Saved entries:
#####

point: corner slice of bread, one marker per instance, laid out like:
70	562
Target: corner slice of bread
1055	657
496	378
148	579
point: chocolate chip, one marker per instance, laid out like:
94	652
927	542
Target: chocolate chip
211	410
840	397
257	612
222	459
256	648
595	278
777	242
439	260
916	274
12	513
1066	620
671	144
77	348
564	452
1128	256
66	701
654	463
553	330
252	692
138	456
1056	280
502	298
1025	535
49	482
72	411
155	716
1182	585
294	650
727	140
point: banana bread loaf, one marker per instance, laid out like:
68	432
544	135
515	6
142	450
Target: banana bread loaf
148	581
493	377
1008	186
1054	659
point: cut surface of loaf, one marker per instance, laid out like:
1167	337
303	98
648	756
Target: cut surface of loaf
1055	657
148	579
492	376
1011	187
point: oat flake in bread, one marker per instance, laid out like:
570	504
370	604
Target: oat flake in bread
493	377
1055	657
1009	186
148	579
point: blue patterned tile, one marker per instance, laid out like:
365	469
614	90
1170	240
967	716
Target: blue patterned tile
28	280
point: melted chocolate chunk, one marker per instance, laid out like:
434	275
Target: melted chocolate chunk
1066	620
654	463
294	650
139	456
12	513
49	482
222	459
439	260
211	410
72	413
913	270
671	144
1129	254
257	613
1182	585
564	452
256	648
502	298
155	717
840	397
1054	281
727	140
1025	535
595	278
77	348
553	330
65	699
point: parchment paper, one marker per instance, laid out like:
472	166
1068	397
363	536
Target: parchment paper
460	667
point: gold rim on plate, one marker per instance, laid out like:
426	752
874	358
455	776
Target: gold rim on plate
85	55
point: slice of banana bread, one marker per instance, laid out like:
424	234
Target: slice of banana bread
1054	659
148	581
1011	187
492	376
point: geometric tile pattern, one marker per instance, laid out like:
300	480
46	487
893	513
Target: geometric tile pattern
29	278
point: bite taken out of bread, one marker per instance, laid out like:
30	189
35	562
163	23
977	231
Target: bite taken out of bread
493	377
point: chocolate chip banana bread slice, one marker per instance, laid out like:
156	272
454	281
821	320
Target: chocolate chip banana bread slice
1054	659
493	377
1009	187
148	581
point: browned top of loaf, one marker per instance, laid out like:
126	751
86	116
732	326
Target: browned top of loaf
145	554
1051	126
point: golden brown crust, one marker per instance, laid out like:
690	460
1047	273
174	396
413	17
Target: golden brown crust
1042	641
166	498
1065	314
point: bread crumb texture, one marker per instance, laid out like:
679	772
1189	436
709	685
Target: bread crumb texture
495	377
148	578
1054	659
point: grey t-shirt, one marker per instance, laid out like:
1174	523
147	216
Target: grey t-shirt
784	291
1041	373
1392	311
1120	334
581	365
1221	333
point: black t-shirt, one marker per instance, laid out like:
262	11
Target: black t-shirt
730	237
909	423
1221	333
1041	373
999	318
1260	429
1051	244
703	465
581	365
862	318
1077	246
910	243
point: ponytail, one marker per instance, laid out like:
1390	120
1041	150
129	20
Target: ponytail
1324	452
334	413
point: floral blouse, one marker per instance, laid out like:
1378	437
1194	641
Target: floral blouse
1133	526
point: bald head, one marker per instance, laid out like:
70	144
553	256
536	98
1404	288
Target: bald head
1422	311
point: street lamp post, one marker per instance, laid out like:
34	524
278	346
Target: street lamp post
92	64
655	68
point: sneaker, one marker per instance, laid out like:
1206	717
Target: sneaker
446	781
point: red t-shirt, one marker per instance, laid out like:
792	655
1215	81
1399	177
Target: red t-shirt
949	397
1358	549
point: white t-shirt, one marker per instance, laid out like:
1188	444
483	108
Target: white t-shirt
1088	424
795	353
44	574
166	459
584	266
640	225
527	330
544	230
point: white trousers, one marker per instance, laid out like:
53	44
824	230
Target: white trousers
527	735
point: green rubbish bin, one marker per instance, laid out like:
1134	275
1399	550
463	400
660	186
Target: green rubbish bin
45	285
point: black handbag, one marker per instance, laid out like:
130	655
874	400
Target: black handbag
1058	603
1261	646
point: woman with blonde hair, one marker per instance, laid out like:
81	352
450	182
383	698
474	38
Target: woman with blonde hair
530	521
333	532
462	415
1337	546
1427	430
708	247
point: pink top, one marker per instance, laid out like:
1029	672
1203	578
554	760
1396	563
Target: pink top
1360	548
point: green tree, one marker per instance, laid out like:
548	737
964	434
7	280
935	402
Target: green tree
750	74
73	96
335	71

#####

**YOUR INSTRUCTIONS**
The result consists of the line with "Target: pink top" through the last line of the entries above, repeated exactly and with nothing else.

**EXERCISE RESULT**
Target: pink top
1360	548
point: green tree, one marker per instance, laid out like:
548	737
964	434
7	280
935	402
Target: green tree
750	74
73	96
335	71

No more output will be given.